-------- Record extracts --------

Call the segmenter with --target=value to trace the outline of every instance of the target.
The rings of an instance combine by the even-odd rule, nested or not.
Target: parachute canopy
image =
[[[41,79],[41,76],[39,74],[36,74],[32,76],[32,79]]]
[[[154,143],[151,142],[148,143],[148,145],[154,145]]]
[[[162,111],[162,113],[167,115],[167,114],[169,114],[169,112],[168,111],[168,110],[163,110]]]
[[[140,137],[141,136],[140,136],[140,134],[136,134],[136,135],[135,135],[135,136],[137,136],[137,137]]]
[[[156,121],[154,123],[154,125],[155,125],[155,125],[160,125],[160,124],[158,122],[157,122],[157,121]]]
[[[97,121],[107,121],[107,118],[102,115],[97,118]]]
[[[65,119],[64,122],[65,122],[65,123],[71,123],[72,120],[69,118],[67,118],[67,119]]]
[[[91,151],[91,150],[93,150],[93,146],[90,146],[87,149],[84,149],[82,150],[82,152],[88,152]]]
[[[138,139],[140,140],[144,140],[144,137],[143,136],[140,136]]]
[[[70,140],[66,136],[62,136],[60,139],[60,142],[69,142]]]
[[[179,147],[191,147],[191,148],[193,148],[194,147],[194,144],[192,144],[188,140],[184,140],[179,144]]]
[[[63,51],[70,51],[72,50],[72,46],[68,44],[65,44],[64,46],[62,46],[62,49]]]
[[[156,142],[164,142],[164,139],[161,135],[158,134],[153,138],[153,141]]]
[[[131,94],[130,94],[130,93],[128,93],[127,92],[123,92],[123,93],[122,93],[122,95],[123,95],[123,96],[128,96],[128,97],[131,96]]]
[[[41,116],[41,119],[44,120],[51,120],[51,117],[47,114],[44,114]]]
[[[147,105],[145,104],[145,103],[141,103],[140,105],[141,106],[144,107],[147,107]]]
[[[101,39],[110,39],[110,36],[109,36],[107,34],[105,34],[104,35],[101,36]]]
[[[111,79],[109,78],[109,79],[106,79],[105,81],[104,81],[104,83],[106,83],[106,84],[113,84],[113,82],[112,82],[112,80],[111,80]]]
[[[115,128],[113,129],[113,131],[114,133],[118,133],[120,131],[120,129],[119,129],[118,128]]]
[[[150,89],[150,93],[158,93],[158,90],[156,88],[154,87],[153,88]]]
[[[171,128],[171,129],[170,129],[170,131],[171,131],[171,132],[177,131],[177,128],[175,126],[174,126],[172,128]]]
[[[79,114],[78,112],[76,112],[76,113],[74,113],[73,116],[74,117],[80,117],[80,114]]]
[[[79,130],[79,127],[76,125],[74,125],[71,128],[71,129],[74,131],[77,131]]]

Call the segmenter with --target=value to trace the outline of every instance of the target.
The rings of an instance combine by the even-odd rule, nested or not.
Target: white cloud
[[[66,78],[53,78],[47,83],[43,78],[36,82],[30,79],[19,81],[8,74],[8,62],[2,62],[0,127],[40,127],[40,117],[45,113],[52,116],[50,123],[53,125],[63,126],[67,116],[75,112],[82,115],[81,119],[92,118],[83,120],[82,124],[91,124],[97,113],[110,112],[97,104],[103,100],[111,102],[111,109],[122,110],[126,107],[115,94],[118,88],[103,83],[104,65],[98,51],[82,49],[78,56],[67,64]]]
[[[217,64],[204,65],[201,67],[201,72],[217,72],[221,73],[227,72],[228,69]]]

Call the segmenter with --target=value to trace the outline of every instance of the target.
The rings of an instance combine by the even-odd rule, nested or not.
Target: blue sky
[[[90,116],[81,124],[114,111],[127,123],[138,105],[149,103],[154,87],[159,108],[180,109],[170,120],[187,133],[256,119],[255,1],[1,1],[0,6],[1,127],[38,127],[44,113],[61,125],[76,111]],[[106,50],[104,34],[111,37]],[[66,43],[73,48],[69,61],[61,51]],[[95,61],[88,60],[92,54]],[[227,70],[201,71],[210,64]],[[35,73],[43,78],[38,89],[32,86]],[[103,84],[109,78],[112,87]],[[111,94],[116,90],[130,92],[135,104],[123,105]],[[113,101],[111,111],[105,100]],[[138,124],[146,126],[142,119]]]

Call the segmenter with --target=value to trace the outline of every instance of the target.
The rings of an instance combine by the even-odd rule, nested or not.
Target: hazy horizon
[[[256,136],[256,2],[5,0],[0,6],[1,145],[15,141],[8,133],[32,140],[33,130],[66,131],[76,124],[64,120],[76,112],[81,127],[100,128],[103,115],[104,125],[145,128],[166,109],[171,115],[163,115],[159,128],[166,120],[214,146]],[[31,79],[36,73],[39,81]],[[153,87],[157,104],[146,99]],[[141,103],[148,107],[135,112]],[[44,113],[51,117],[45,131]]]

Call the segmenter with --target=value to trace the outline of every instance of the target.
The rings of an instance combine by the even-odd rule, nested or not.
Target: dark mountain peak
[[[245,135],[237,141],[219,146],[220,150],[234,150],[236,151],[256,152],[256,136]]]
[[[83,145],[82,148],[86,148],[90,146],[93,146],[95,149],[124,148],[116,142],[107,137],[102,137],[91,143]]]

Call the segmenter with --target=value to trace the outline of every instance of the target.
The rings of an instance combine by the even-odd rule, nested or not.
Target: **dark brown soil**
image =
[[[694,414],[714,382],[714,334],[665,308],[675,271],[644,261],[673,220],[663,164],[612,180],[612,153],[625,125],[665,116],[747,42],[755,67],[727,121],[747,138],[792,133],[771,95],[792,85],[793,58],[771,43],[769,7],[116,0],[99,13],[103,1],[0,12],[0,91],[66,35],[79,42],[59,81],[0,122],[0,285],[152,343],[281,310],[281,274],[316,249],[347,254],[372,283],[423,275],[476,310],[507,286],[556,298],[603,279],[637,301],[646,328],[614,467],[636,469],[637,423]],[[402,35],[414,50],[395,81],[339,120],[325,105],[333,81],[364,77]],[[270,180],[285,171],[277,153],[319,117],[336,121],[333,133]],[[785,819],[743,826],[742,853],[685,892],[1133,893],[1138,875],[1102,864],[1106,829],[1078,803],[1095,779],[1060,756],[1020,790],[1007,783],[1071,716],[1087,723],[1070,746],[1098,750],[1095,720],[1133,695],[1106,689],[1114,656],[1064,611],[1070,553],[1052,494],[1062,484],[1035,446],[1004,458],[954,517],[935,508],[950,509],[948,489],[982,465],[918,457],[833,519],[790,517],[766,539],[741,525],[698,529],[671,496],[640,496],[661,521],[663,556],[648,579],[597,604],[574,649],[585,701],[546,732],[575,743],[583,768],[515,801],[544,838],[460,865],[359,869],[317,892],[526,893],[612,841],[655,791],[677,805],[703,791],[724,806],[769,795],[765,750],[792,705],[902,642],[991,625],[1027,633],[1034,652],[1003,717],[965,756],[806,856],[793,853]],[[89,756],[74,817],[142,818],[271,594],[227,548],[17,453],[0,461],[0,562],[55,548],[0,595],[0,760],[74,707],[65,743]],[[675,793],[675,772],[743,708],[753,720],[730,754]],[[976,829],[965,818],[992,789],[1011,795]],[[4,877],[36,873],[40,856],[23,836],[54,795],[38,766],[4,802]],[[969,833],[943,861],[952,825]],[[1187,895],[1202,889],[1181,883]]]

--------

Count the lines in the items above that contain the string "dark", treating uppercase and lowercase as different. Reply with the number alone.

The completed task.
2